# What you should do
Every line must be returned precisely as it is written.

# Records for the exercise
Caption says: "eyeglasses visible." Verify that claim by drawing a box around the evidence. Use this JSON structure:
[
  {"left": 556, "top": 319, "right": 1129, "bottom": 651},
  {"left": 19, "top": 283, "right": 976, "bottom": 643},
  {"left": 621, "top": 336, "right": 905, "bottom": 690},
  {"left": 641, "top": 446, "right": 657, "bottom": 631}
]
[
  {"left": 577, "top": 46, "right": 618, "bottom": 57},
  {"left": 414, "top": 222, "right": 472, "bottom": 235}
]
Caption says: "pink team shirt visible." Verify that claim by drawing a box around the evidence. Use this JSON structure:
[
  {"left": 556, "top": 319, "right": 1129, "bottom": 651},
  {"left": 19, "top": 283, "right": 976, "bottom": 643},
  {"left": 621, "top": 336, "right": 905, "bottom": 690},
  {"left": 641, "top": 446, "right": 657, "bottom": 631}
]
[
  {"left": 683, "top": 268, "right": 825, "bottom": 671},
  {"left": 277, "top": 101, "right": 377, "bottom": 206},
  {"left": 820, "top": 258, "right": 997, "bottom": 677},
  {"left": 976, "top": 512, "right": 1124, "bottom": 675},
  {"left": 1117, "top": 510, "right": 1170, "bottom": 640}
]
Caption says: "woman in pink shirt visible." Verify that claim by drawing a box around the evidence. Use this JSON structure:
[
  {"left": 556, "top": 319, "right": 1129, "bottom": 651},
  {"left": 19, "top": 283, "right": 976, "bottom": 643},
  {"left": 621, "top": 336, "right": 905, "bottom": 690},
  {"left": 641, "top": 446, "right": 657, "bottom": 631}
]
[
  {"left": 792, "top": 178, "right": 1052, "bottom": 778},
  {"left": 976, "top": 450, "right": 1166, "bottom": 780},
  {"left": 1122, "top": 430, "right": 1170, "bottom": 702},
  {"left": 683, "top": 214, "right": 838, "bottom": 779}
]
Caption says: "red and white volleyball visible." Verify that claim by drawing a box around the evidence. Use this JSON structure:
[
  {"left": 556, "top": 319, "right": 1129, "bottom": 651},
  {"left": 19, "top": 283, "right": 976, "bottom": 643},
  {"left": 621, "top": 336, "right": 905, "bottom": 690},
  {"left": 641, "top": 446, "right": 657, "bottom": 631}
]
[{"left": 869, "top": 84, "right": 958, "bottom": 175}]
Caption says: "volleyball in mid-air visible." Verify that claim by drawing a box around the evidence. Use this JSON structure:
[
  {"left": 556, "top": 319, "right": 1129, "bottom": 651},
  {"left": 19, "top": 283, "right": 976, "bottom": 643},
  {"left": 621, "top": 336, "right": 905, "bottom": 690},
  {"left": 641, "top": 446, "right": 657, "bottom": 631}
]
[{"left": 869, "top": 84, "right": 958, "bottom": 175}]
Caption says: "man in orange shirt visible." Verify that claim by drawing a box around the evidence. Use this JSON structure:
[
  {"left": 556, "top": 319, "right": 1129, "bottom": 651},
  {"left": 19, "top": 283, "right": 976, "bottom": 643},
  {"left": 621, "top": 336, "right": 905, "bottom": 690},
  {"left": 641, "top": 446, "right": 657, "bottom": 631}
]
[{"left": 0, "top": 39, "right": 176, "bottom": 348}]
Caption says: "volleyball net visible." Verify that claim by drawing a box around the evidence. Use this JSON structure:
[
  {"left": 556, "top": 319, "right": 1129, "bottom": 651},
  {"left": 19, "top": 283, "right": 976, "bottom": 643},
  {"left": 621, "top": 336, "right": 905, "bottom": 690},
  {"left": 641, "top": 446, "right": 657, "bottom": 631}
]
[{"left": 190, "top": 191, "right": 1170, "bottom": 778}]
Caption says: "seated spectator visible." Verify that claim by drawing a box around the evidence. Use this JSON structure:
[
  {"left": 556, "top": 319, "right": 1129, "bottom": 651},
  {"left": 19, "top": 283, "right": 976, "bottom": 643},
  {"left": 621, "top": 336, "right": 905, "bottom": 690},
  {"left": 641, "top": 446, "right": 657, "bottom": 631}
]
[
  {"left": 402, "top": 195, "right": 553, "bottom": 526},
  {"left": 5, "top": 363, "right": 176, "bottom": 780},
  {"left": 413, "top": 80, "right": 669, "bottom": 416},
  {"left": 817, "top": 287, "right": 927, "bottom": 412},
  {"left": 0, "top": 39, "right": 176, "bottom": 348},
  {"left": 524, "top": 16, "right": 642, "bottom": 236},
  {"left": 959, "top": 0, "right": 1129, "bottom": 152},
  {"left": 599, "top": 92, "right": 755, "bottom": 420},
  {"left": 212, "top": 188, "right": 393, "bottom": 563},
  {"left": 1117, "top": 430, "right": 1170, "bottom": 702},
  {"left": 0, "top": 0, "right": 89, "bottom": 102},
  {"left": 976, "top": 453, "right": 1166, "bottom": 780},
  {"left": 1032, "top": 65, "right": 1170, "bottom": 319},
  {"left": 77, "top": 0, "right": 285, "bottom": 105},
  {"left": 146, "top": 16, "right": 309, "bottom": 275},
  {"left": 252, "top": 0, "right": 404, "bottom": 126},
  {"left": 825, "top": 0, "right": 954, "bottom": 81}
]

# The completed task
Caption says: "eyeglasses visible." Verify that claim by drawing a box around the evidence. Use this JSON structure:
[
  {"left": 556, "top": 319, "right": 1129, "bottom": 651},
  {"left": 19, "top": 283, "right": 976, "bottom": 643},
  {"left": 621, "top": 336, "right": 905, "bottom": 690},
  {"left": 641, "top": 446, "right": 657, "bottom": 631}
]
[
  {"left": 577, "top": 46, "right": 618, "bottom": 57},
  {"left": 414, "top": 222, "right": 472, "bottom": 235}
]
Caption says: "pink team shirt visible." Verify that claim by drawing a box around the evidence. Use this JSON structure:
[
  {"left": 556, "top": 319, "right": 1129, "bottom": 651},
  {"left": 19, "top": 283, "right": 976, "bottom": 643},
  {"left": 621, "top": 336, "right": 905, "bottom": 690},
  {"left": 641, "top": 446, "right": 657, "bottom": 631}
]
[
  {"left": 683, "top": 268, "right": 825, "bottom": 671},
  {"left": 277, "top": 101, "right": 377, "bottom": 206},
  {"left": 820, "top": 258, "right": 997, "bottom": 677},
  {"left": 976, "top": 512, "right": 1124, "bottom": 675},
  {"left": 1117, "top": 510, "right": 1170, "bottom": 640}
]
Caption says: "woman in pink shirt visible." Verify that claim by drawing a box around the evidence. Use this JSON structure:
[
  {"left": 556, "top": 319, "right": 1129, "bottom": 651},
  {"left": 19, "top": 283, "right": 976, "bottom": 643},
  {"left": 621, "top": 336, "right": 905, "bottom": 690},
  {"left": 641, "top": 446, "right": 657, "bottom": 631}
]
[
  {"left": 792, "top": 178, "right": 1052, "bottom": 778},
  {"left": 976, "top": 450, "right": 1166, "bottom": 780},
  {"left": 1122, "top": 430, "right": 1170, "bottom": 702},
  {"left": 683, "top": 214, "right": 838, "bottom": 779}
]
Caption says: "red and white volleyball visible." Verify that claim by drawing a box around the evidence. Use this JSON structure:
[
  {"left": 556, "top": 319, "right": 1129, "bottom": 651},
  {"left": 19, "top": 283, "right": 976, "bottom": 643},
  {"left": 621, "top": 336, "right": 905, "bottom": 690},
  {"left": 641, "top": 446, "right": 657, "bottom": 631}
]
[{"left": 869, "top": 84, "right": 958, "bottom": 175}]
Caption says: "volleyball in mid-air visible." Verify that claim by drawing a box around the evidence. Use this JSON structure:
[
  {"left": 556, "top": 319, "right": 1129, "bottom": 651},
  {"left": 19, "top": 283, "right": 976, "bottom": 643},
  {"left": 621, "top": 336, "right": 905, "bottom": 690},
  {"left": 641, "top": 446, "right": 657, "bottom": 631}
]
[{"left": 869, "top": 84, "right": 958, "bottom": 175}]
Caption says: "man in orange shirt visible." Verify that claim by drawing a box around the evidence. Use this JSON structure:
[
  {"left": 556, "top": 319, "right": 1129, "bottom": 651},
  {"left": 19, "top": 283, "right": 976, "bottom": 643},
  {"left": 621, "top": 336, "right": 905, "bottom": 690},
  {"left": 641, "top": 446, "right": 657, "bottom": 631}
]
[{"left": 0, "top": 39, "right": 176, "bottom": 348}]
Caption says: "volleyball net visible." Verify that claim by drawing a box around the evidence. Use this JSON structure:
[
  {"left": 556, "top": 319, "right": 1129, "bottom": 651},
  {"left": 19, "top": 283, "right": 976, "bottom": 643},
  {"left": 621, "top": 336, "right": 905, "bottom": 690},
  {"left": 641, "top": 446, "right": 657, "bottom": 631}
]
[{"left": 190, "top": 191, "right": 1170, "bottom": 778}]
Caption says: "seated spectator visible." Verify that claim by drawing a box around the evidence. Use this JSON structure:
[
  {"left": 556, "top": 319, "right": 1129, "bottom": 651},
  {"left": 19, "top": 283, "right": 976, "bottom": 643},
  {"left": 621, "top": 336, "right": 905, "bottom": 690},
  {"left": 641, "top": 446, "right": 657, "bottom": 631}
]
[
  {"left": 402, "top": 195, "right": 553, "bottom": 526},
  {"left": 5, "top": 363, "right": 176, "bottom": 780},
  {"left": 413, "top": 80, "right": 669, "bottom": 416},
  {"left": 817, "top": 287, "right": 927, "bottom": 412},
  {"left": 0, "top": 39, "right": 176, "bottom": 348},
  {"left": 524, "top": 16, "right": 642, "bottom": 236},
  {"left": 959, "top": 0, "right": 1129, "bottom": 152},
  {"left": 599, "top": 92, "right": 755, "bottom": 420},
  {"left": 212, "top": 188, "right": 393, "bottom": 563},
  {"left": 1117, "top": 430, "right": 1170, "bottom": 702},
  {"left": 0, "top": 0, "right": 89, "bottom": 102},
  {"left": 976, "top": 453, "right": 1166, "bottom": 780},
  {"left": 1032, "top": 65, "right": 1170, "bottom": 319},
  {"left": 77, "top": 0, "right": 285, "bottom": 105},
  {"left": 146, "top": 16, "right": 309, "bottom": 275},
  {"left": 252, "top": 0, "right": 404, "bottom": 126},
  {"left": 825, "top": 0, "right": 954, "bottom": 81}
]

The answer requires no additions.